> [Work instruction] Each line of the material must be reproduced exactly; pictures stay out.

> [Input for this task]
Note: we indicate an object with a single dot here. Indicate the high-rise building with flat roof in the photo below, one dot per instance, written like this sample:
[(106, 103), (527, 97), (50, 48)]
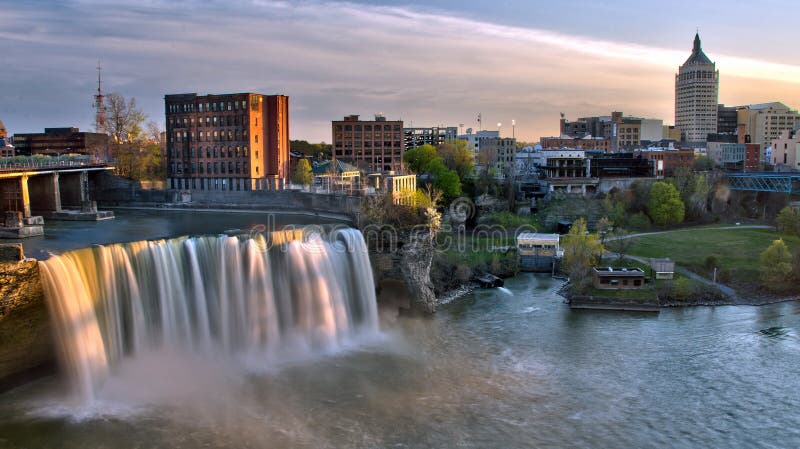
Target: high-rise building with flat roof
[(436, 135), (696, 96), (227, 142), (57, 141), (372, 145), (763, 123)]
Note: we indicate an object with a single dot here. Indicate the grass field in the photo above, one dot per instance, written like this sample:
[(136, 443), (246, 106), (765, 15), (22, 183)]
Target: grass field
[(737, 251)]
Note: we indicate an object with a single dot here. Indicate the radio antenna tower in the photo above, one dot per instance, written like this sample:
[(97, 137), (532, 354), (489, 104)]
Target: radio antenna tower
[(99, 105)]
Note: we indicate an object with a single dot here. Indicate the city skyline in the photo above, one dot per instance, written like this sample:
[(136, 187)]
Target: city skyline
[(427, 65)]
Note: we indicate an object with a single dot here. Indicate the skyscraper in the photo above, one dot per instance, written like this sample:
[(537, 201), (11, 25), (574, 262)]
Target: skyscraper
[(696, 94)]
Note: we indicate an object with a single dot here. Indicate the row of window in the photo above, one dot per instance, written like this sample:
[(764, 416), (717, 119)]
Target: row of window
[(369, 127), (213, 152), (210, 120), (223, 136), (210, 184), (368, 144), (213, 106), (209, 168)]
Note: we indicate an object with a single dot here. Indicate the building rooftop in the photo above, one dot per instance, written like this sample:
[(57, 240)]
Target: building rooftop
[(618, 271), (759, 106), (537, 236), (697, 57), (340, 167)]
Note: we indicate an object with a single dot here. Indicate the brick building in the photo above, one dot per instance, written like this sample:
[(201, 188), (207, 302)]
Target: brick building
[(416, 137), (667, 160), (227, 142), (580, 143), (372, 145), (57, 141)]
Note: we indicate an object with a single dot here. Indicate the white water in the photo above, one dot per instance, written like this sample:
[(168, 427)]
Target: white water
[(217, 295)]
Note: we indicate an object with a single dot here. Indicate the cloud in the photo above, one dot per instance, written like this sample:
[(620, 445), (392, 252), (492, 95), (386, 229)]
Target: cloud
[(337, 58)]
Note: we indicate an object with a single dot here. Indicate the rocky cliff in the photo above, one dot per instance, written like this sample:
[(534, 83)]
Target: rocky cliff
[(26, 344)]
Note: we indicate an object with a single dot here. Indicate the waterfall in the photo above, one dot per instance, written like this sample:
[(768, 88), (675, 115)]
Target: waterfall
[(233, 295)]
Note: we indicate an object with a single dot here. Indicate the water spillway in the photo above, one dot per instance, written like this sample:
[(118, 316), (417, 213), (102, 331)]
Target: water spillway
[(234, 295)]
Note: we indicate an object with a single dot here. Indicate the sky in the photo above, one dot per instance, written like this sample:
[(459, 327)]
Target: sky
[(438, 62)]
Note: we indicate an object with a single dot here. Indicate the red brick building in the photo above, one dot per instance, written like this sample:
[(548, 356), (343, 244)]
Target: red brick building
[(667, 161), (227, 142), (372, 145)]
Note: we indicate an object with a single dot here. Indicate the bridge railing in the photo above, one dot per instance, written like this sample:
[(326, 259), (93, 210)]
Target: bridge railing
[(16, 163)]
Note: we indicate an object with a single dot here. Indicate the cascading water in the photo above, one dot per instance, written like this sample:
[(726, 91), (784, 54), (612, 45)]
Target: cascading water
[(243, 296)]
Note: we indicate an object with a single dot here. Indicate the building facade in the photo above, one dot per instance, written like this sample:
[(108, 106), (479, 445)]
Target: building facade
[(619, 131), (581, 143), (57, 141), (416, 137), (372, 145), (764, 123), (786, 151), (726, 119), (6, 150), (736, 156), (668, 160), (696, 96), (227, 142)]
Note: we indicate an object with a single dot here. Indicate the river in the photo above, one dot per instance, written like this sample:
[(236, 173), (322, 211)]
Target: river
[(495, 368)]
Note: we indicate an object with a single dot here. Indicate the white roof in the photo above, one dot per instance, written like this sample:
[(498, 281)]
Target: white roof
[(537, 236)]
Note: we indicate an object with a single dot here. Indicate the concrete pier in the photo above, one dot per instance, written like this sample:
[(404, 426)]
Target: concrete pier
[(54, 193)]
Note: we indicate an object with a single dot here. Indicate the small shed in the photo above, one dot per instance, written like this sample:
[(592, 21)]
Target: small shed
[(537, 252), (618, 278), (663, 268)]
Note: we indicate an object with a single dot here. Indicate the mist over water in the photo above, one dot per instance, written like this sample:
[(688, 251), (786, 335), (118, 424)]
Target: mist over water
[(488, 370), (180, 308)]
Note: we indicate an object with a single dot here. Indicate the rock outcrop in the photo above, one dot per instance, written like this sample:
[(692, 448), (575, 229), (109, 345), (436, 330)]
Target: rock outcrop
[(26, 344), (416, 256)]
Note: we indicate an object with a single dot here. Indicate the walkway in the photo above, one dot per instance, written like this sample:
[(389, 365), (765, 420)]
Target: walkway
[(641, 234), (731, 293)]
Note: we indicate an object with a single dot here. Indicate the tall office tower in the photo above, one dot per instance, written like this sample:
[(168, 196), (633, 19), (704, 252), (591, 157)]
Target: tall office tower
[(696, 96)]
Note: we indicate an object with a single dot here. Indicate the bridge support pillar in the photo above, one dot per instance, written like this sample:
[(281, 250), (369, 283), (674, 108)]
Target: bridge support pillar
[(25, 197)]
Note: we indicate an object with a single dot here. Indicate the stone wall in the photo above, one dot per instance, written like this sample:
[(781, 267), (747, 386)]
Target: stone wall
[(26, 344)]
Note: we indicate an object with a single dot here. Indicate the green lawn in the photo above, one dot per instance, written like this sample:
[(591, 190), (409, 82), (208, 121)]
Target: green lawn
[(737, 251)]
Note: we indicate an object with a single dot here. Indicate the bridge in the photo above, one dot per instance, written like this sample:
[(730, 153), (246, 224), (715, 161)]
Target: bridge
[(788, 182), (57, 189)]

> [Solved exercise]
Note: we indicate an object with a single dot here. Indicate the high-rise building with flat roof in the photo below, one dot per instance, written like this sample:
[(106, 103), (527, 97), (50, 48)]
Target: high-rise building with flat roof
[(436, 135), (696, 96), (227, 142), (57, 141), (372, 145), (763, 123)]
Note: we indicate an object with a single dot here. Indicate the grass field in the photo above, one dot per instance, written like this sample:
[(136, 443), (246, 106), (765, 15), (22, 183)]
Target: grass field
[(737, 251)]
Note: we indicate an object with a single dot here. Indicate the radio antenna tower in the photo above, one dot per instance, written like this sample:
[(97, 137), (532, 354), (489, 104)]
Target: radio antenna tower
[(99, 105)]
Note: we indicate an object with a single dot here. Indicate the city skyline in the photo above, one dot per instance, written like this sample:
[(136, 187)]
Target: city skyline
[(427, 65)]
Note: we indicate an object with a single dot here. Indicate the skyscraper in the photo above, one dot per instance, written like this sample:
[(537, 201), (11, 25), (574, 262)]
Target: skyscraper
[(696, 94)]
Note: we indicate an object with a single dot here. Indicate the row of window in the photo above, one dot per instance, written like this sample:
[(764, 416), (717, 119)]
Target: row of window
[(369, 127), (213, 152), (210, 120), (223, 136), (210, 184), (368, 144), (213, 106), (209, 168)]
Note: we indicate an object with a single dot here. Indicate the building rooftop in the photo above, one dot per instance, written like this sample:
[(57, 240)]
Target: building rooftop
[(618, 271), (759, 106), (537, 236), (697, 57), (340, 167)]
Note: we indicate an object with a single dot here. Indicate the brick building in the photo above, one dot per instance, written like this sample:
[(201, 188), (207, 302)]
Target: brick building
[(416, 137), (667, 160), (227, 142), (580, 143), (372, 145), (57, 141)]
Note: we indicate an object with a single dot here. Indicate the white water in the photo above, one dot per instance, written like this sample:
[(168, 427)]
Target: white water
[(217, 295)]
Note: we indicate an object with a single dot here. Indicate the cloud in the photo above, one dot per instance, written like this sample:
[(620, 445), (392, 252), (492, 95), (386, 229)]
Target: cloud
[(337, 58)]
Note: we indicate an object with a single dot here. Indicate the rocky cliff in the photo above, one dot per instance, written like this sample:
[(534, 83)]
Target: rocky cliff
[(26, 344)]
Note: we indicate an object with a single dot here. Indicate the waterfall in the photo above, one dot per instance, written like this sample:
[(768, 88), (675, 115)]
Target: waterfall
[(233, 295)]
Note: we indicate an object with a single dot here. Indicate the water spillway in the photo above, one dot per instance, written like this sample:
[(118, 316), (417, 213), (102, 331)]
Target: water spillway
[(234, 295)]
Note: we indicate an object with a single dot here. Indicate the sky in the photo above, one dot per instance, written like this sample:
[(459, 327)]
Target: sky
[(438, 62)]
Note: we indicate an object with a single dot here. Indicate the red brick building in the photo above, one dot per instance, written like this sample:
[(548, 356), (343, 244)]
Target: red brick building
[(667, 161), (227, 142), (372, 145)]
Note: we indicate an object with a single dot here. Indicate the bridge railing in the photo above, one dot per instance, written like this sample:
[(326, 259), (93, 210)]
Target: bridge railing
[(16, 163)]
Note: we indicate an object with a single dot here. Indicate the cascading water in the photo above, one dot per instance, written like this sample:
[(726, 91), (784, 54), (612, 45)]
Target: cascading water
[(243, 296)]
Note: we indicate an object with a single dot here. Indicate the building facade in the photo above, one dot per instance, written like this sample:
[(108, 106), (479, 445)]
Target: building facade
[(619, 131), (581, 143), (57, 141), (416, 137), (372, 145), (764, 123), (786, 151), (726, 119), (6, 150), (736, 156), (668, 160), (696, 96), (227, 142)]
Note: we indicate an object with a single dot here. Indicate the river in the photo above, one dot per instance, written like this sample:
[(236, 173), (322, 211)]
Target: river
[(495, 368)]
Note: we indicate an object with a single dot here. Indicate the white roof in the photo above, one dot per instance, written like this sample:
[(498, 281)]
Target: white roof
[(537, 236)]
Note: we indicate an object with a single dot here. Indicate the concrete pier in the photo above, one dot per instance, written like this sample:
[(404, 426)]
Target: concrete pier
[(54, 193)]
Note: we indicate an object with a single dot here. Indicate the small shed in the photo above, one dot per instance, written like this sample:
[(592, 21)]
Target: small shed
[(537, 252), (618, 278), (663, 268)]
Note: we indicate an object with a single dot here. Indicate the mist over water in the photo above, one dot per instance, written like this sample:
[(688, 251), (786, 335), (118, 424)]
Target: mist over water
[(488, 370), (180, 308)]
Note: we indicate an object with a single dot here. Indicate the rock outcrop in the photo above, one dot per instance, written like this sample:
[(692, 448), (575, 229), (109, 345), (436, 330)]
Target: rock outcrop
[(26, 344), (416, 256)]
Note: we indicate an object with a single dot here. Indicate the walkway in the photo above, one dot per instance, written like this sample:
[(389, 365), (765, 420)]
Target: walkway
[(641, 234), (731, 293)]
Note: we indicate an object with a single dot here. Indicate the tall office tower in the photo above, one dot per instance, written like this sample:
[(168, 196), (633, 19), (704, 252), (591, 157)]
Target: tall office tower
[(696, 96)]
Note: we indicate an object with a single dot here. Indicate the bridge support pillar in the photo above, one dot per instance, written like this sample:
[(281, 250), (369, 283), (674, 108)]
Target: bridge support pillar
[(25, 197)]
Note: we indicate an object with a single dot here. Indicate the stone wall in the photo above, one dot per instance, written like this sample:
[(781, 267), (747, 386)]
Target: stone wall
[(26, 344)]
Note: we indicate an object with a single dot here. Indicate the green lawn in the photo above, one dot per instance, written like this sample:
[(591, 190), (409, 82), (208, 121)]
Target: green lawn
[(737, 251)]
Note: we indicate an object with a single dot here. Indicate the bridge in the photo above, one dot per instance, written like this sample:
[(730, 153), (246, 224), (715, 161)]
Target: bridge
[(788, 182), (57, 189)]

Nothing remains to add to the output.